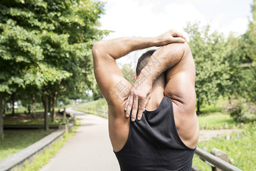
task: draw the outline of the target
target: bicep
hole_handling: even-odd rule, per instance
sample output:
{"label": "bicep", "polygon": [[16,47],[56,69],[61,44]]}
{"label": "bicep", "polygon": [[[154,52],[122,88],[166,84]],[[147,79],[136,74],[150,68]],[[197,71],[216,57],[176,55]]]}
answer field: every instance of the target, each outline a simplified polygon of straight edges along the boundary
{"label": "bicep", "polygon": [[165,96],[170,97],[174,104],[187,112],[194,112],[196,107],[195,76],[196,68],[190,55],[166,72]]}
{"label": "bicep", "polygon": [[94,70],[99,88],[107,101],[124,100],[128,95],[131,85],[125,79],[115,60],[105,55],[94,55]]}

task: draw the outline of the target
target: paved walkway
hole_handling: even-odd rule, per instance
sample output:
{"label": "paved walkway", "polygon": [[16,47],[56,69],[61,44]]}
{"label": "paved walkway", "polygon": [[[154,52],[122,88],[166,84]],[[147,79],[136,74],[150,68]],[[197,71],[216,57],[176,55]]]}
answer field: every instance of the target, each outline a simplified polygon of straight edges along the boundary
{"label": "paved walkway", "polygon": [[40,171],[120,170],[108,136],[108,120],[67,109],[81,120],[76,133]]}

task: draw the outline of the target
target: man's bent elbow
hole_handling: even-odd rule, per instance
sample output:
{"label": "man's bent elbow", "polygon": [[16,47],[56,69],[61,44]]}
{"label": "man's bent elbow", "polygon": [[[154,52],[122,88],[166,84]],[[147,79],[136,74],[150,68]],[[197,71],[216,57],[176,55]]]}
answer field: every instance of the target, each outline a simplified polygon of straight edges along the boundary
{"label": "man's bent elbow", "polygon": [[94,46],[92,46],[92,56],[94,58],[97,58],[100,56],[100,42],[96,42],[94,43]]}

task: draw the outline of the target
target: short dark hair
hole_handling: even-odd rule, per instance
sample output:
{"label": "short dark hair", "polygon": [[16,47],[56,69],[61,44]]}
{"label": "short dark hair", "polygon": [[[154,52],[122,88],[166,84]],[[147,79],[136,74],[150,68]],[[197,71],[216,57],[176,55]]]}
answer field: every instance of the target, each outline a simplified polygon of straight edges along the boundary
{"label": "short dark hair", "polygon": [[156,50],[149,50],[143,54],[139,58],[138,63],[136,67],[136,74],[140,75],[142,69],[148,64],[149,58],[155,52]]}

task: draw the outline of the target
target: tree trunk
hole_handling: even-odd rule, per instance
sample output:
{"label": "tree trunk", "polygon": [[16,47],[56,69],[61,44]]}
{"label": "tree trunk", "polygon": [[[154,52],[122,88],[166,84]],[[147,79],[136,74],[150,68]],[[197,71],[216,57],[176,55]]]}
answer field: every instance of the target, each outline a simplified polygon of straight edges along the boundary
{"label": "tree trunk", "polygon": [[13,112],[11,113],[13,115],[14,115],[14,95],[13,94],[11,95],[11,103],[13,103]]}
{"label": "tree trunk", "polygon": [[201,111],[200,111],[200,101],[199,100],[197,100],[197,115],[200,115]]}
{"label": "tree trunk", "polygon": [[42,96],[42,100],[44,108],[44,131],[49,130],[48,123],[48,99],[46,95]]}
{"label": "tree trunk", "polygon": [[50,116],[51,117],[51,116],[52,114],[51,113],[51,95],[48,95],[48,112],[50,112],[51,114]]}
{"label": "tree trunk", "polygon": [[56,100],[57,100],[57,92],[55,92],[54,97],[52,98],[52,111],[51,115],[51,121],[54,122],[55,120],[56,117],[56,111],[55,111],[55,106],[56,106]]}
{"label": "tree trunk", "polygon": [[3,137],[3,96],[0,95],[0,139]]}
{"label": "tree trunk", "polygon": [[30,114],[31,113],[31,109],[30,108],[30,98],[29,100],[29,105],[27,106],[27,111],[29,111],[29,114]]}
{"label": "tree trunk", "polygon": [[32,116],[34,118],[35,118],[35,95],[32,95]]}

**OBJECTIVE**
Copy out every line above that contains the word "paved", matching case exactly.

**COMPLETED TASK**
target: paved walkway
{"label": "paved walkway", "polygon": [[16,47],[56,69],[61,44]]}
{"label": "paved walkway", "polygon": [[[154,52],[122,88],[166,84]],[[147,79],[136,74],[150,68]],[[197,71],[216,57],[176,55]]]}
{"label": "paved walkway", "polygon": [[40,171],[120,170],[108,136],[108,120],[67,109],[81,120],[76,133]]}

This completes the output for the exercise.